:: Task details ::
Copy each of the following rows verbatim, with no changes.

--- Entries provided Enclosed Below ---

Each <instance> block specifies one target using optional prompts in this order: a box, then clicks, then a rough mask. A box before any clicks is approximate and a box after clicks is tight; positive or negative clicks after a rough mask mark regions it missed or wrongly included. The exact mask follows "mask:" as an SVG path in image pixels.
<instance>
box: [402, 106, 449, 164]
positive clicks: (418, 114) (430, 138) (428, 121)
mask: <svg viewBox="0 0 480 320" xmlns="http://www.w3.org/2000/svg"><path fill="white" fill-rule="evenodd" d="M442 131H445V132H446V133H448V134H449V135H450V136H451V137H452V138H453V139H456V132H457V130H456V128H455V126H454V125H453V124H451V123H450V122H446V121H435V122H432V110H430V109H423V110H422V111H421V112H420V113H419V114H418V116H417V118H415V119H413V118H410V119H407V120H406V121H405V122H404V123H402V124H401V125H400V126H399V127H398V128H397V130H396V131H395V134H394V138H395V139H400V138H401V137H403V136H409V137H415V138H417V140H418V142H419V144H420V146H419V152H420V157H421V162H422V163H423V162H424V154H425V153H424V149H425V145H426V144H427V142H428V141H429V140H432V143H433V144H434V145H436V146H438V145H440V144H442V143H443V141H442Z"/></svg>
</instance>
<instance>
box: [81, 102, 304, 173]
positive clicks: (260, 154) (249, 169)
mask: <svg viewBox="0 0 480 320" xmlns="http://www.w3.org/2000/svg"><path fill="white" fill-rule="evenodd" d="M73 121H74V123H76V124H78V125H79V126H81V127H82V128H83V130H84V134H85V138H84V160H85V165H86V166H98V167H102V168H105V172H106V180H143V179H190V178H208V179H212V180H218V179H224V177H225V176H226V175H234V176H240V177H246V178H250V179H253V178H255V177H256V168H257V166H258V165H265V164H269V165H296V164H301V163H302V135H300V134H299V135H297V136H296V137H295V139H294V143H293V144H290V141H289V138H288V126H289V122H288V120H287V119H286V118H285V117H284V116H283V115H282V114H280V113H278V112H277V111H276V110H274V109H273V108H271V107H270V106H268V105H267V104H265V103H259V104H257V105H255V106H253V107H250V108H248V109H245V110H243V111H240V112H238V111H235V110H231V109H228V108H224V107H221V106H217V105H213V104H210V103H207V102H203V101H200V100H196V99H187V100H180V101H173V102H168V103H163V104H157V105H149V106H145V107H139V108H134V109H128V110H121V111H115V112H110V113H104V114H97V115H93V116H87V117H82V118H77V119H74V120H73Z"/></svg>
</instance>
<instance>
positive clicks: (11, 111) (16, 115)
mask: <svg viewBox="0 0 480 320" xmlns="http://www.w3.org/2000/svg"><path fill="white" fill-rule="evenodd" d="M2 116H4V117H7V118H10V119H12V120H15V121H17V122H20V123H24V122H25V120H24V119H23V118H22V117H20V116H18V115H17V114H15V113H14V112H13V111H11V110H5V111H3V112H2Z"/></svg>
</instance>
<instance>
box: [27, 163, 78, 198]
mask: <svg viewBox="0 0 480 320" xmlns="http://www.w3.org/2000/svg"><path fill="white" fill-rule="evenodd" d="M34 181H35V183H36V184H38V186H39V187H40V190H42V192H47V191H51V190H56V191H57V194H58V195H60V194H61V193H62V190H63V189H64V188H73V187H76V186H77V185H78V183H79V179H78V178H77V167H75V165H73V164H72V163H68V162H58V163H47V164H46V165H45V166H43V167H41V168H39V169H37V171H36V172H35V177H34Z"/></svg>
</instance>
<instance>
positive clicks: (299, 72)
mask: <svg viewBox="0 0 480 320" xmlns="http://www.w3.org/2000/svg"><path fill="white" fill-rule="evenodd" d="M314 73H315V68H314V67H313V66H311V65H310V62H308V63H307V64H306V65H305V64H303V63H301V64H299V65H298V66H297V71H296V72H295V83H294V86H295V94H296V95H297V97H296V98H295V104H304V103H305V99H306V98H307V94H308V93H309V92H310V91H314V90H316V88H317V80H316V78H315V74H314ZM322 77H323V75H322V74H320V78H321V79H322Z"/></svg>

--- End of Enclosed Entries provided ---

:: Solved problem ::
Each <instance> block specifies one target using optional prompts in this order: a box, then clicks, then a rough mask. A box before any clicks is approximate and a box after clicks is tight; positive or negative clicks after a rough mask mark regions it missed or wrongly included. The exact mask follows "mask:" as an SVG path in image pixels.
<instance>
box: [402, 106, 449, 164]
positive clicks: (418, 114) (430, 138) (428, 121)
mask: <svg viewBox="0 0 480 320" xmlns="http://www.w3.org/2000/svg"><path fill="white" fill-rule="evenodd" d="M442 131H445V132H446V133H448V134H449V135H450V136H451V137H452V138H453V139H456V132H457V130H456V128H455V126H454V125H453V124H451V123H450V122H446V121H435V122H432V110H430V109H423V110H422V111H421V112H420V113H419V114H418V116H417V118H415V119H413V118H410V119H407V120H406V121H405V122H404V123H402V124H401V125H400V126H399V127H398V128H397V130H396V131H395V134H394V138H395V139H400V138H401V137H403V136H409V137H415V138H417V140H418V142H419V144H420V146H419V152H420V157H421V162H422V163H423V162H424V154H425V153H424V149H425V145H426V144H427V142H428V141H429V140H432V143H433V144H434V145H436V146H438V145H440V144H442V143H443V141H442Z"/></svg>
</instance>
<instance>
box: [81, 102, 304, 173]
positive clicks: (260, 154) (249, 169)
mask: <svg viewBox="0 0 480 320" xmlns="http://www.w3.org/2000/svg"><path fill="white" fill-rule="evenodd" d="M73 121H74V123H76V124H78V125H79V126H81V127H82V128H83V130H84V134H85V138H84V160H85V165H86V166H98V167H102V168H105V172H106V180H143V179H190V178H208V179H212V180H218V179H224V177H225V176H226V175H234V176H240V177H246V178H250V179H253V178H255V177H256V168H257V166H258V165H265V164H269V165H296V164H301V163H302V135H300V134H299V135H297V136H296V137H295V139H294V143H293V144H290V141H289V138H288V126H289V122H288V120H287V119H286V118H285V117H284V116H283V115H282V114H280V113H278V112H277V111H276V110H274V109H273V108H271V107H270V106H268V105H267V104H265V103H259V104H257V105H255V106H253V107H250V108H248V109H245V110H243V111H240V112H238V111H235V110H231V109H228V108H224V107H221V106H217V105H213V104H210V103H207V102H203V101H200V100H196V99H187V100H180V101H173V102H168V103H163V104H157V105H149V106H145V107H139V108H134V109H128V110H121V111H115V112H110V113H104V114H97V115H93V116H87V117H82V118H77V119H74V120H73Z"/></svg>
</instance>
<instance>
positive clicks: (11, 111) (16, 115)
mask: <svg viewBox="0 0 480 320" xmlns="http://www.w3.org/2000/svg"><path fill="white" fill-rule="evenodd" d="M2 116H4V117H7V118H10V119H12V120H15V121H17V122H20V123H24V122H25V120H24V119H23V118H22V117H20V116H18V115H17V114H15V113H14V112H13V111H11V110H5V111H3V112H2Z"/></svg>
</instance>
<instance>
box: [27, 163, 78, 198]
mask: <svg viewBox="0 0 480 320" xmlns="http://www.w3.org/2000/svg"><path fill="white" fill-rule="evenodd" d="M34 181H35V183H36V184H38V186H39V187H40V190H42V192H47V191H51V190H56V191H57V194H58V195H60V194H61V193H62V190H63V189H64V188H73V187H76V186H77V185H78V183H79V179H78V178H77V167H75V165H73V164H72V163H68V162H58V163H47V164H46V165H45V166H43V167H41V168H39V169H37V171H36V172H35V177H34Z"/></svg>
</instance>
<instance>
positive clicks: (299, 72)
mask: <svg viewBox="0 0 480 320" xmlns="http://www.w3.org/2000/svg"><path fill="white" fill-rule="evenodd" d="M314 73H315V68H314V67H313V66H311V65H310V62H308V63H307V64H306V65H305V64H303V63H301V64H299V65H298V66H297V71H296V72H295V83H294V86H295V94H296V95H297V97H296V98H295V104H304V103H305V99H306V98H307V94H308V93H309V92H310V91H314V90H316V88H317V80H316V78H315V74H314ZM322 77H323V75H322V74H320V78H321V79H322Z"/></svg>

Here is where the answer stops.